= ACTIVITY =
Continue the commentary on Marco Rubio's reply and the GOP rebranding, starting right after its last sentence.

Marco Rubio last night did a superb job of road-testing the new GOP rebranding. Now we'll have a fair chance to see if rebranding will suffice - or if something more is needed.

Rebranding begins with the assumption that there is nothing wrong with the GOP's core message. All that needs to change is (1) the party's stance on immigration and (2) the party's tone. Junk the Ayn Rand rhetoric about moochers and takers and spare a compassionate word for the unemployed. Then find a candidate with an appealing life story - particularly one who can speak Spanish - and it's onward to victory.

Through all the span of this Great Recession, I've argued against "rebranding" in favor of rethinking. I've argued that the GOP's core message is decreasingly relevant, both as a matter of politics and as a matter of good public policy.

Still, I welcome "rebranding" as at least a step in the right direction, a sign that the party's intellectual ice is cracking. No question too that Marco Rubio puts a more appealing face on the party than we've seen in some long time.

But here's where, from my point of view, the Rubio reply fell short.

* He's still talking about fixing the economy by fixing the deficit, rather than the other way around: fix the deficit by fixing the economy.

= GIVEN ENTRIES =
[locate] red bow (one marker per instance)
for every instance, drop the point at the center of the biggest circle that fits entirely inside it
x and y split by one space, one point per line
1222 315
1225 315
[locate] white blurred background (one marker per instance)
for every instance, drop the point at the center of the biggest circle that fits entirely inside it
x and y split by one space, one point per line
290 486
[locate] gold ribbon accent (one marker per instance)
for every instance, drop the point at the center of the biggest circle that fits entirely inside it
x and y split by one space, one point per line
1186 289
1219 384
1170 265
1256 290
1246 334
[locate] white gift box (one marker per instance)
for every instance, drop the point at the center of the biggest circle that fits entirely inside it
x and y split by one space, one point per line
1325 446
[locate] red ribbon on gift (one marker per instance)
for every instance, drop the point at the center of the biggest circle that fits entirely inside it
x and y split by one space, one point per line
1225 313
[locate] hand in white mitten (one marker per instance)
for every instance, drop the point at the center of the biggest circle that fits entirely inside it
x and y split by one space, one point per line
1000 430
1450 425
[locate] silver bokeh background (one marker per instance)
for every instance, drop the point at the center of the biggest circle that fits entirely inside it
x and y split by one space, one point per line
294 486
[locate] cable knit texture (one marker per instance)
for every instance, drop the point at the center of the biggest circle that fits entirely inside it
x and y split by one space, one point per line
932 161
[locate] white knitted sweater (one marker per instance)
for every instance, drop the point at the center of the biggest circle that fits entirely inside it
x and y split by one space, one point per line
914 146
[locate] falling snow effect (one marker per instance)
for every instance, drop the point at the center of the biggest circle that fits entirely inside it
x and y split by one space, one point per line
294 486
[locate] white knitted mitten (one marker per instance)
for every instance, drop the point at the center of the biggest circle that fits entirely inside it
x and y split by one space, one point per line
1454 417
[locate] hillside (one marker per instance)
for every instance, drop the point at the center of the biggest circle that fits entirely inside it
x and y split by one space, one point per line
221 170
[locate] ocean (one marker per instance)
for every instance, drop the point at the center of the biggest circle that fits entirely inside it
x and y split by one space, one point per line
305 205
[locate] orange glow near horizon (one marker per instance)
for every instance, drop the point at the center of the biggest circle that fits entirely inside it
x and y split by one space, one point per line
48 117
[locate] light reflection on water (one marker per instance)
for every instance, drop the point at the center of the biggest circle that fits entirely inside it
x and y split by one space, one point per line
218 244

= TASK RESPONSE =
* He's still using "growth" as code for tax cuts aimed at upper-income groups, rather than as a broader agenda that does include tax reform, but that also includes measures to relieve household debt and vigorously expansionary monetary policy.

* He's still signed up for the program of cutting social benefits right away and postponing Medicare reforms to later. It seems to me that here again the priority should be reversed. The sooner we restrain the growth of healthcare costs, the better. But cutting unemployment insurance and food stamps while more than 12 million remain unemployed is a formula both for unnecessary personal hardship and for fiscal drag that will slow recovery.

Thus far, Rubio-ism is merely Ryanism with a human face. If Rubio is to be the party's "savior," as promised by TIME magazine, he needs to develop a new message to accompany his new tone.